Material supplied.
= = = = =

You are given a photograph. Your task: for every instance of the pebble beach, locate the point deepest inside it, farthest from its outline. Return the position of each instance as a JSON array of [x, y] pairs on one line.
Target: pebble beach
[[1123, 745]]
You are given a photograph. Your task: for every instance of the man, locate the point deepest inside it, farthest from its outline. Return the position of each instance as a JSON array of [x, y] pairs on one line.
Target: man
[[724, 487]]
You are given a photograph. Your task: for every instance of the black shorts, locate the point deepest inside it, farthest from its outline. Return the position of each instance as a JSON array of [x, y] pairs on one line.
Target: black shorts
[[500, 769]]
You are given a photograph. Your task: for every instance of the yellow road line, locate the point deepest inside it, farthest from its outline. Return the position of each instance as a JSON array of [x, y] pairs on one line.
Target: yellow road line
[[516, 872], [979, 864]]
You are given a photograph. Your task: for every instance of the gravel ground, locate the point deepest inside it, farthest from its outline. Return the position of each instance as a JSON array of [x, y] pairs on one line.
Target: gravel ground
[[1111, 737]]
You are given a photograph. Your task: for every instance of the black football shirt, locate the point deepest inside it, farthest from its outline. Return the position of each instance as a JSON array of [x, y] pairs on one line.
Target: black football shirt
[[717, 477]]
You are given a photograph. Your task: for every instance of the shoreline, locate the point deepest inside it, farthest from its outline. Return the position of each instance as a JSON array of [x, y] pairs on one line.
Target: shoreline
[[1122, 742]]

= = = = =

What is needed. Copy every line above word for word, leaving nothing out and changing nothing.

Exercise result.
You are given a photograph. Your task: for every instance of the pebble beach, locate the point deepest inside it, farthest from its outline. Return the position of each instance as a JSON array of [x, y] pairs on one line.
Target: pebble beach
[[1123, 745]]
You are given a photograph. Your task: for every instance of the man, locate the point deepest inside it, farthest from its outline. Return the position of each instance as a JSON array of [x, y] pairs on one line.
Target: man
[[724, 487]]
You are given a photograph. Your task: for every instance of the black shorts, locate the point deepest inside it, farthest from its outline. Return the position of each instance as a JSON array of [x, y] pairs on one line.
Target: black shorts
[[500, 769]]
You are given a photograph. Your task: for every instance of the yellow road line, locate the point deepest inside it, farthest from its outline. Return the position of each instance as a JSON array of [x, y] pairs on one line.
Target: yellow road line
[[516, 872], [979, 864]]
You are given a photograph. Your task: for every instance of the gravel ground, locate the point deepest inside it, farthest from its outline. Return the position of each instance as a JSON array of [x, y] pairs on one line.
Target: gravel ground
[[1111, 737]]
You are given a photograph. Your task: for every instance of the black football shirt, locate the point deepest inside it, farthest from its outline. Return the position of each instance as a JSON array of [x, y] pairs on one line.
Target: black football shirt
[[717, 477]]
You are given a photograph. Your task: for every instance of the shoreline, locate the point deepest inside it, farthest from its outline. Return the position of each instance as a JSON array of [x, y] pairs on one line.
Target: shoreline
[[1122, 742]]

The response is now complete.